**Text provided**
------------------------------------------------------------------------

Blog: Opinions
Why I hate named vulnerabilities
I’m sure you will have all seen the news of the latest ‘critical’ vulnerability VENOM.
The marketing department must have been working on overdrive to come up with all the FUD (Fear Uncertainty & Doubt) to generate the amount of headlines.
Much like Heartbleed, POODLE and Shellshock before there was a fancy logo and a slick website. VENOM even had a secret press briefing ahead of the notification to ensure maximum coverage.
I understand the desire of these companies to use their findings to promote their business and I’m not at all wishing to detract from the very good research done by the identifiers of these vulnerabilities, but why do they need a fancy name, a website and a secret press briefing. It’s just unnecessary and, as in the case of VENOM, totally distracted from the actual vulnerability.
Let’s look at VENOM
VENOM is an interesting find and is a viable exploit (in the right conditions), with significant potential to affect a number of organisations and hosting service providers. What I have issue with here is that the press unsurprisingly lapped up the slick PR briefing. Hence VENOM got lots of coverage. That sounds great, doesn’t it: everyone gets lots of warning about the issue. Board rooms wake up and take interest.

------------------------------------------------------------------------

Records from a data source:
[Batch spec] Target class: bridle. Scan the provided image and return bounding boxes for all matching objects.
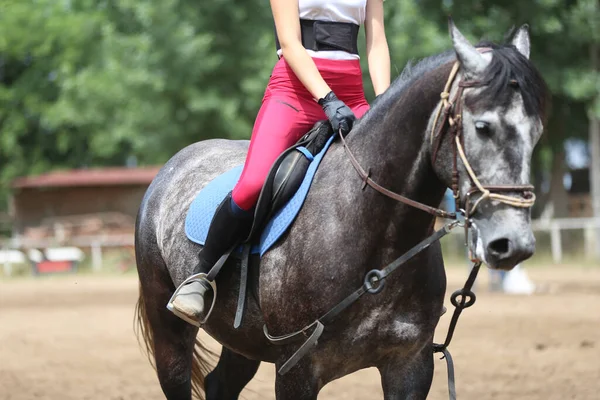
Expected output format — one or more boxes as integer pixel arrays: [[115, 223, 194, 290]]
[[339, 48, 535, 261]]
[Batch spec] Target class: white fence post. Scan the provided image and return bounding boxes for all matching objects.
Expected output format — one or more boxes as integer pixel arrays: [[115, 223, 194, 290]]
[[583, 224, 600, 259], [91, 242, 102, 271], [550, 222, 562, 264]]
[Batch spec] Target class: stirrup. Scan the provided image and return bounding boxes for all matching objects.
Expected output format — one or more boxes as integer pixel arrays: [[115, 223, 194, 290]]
[[167, 272, 217, 328]]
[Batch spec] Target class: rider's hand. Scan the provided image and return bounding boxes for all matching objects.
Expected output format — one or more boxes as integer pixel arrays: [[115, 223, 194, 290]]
[[319, 92, 356, 136]]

------------------------------------------------------------------------

**Task brief**
According to the blog post on named vulnerabilities, what did VENOM have ahead of the notification to ensure maximum coverage?

**The completed task**
A secret press briefing.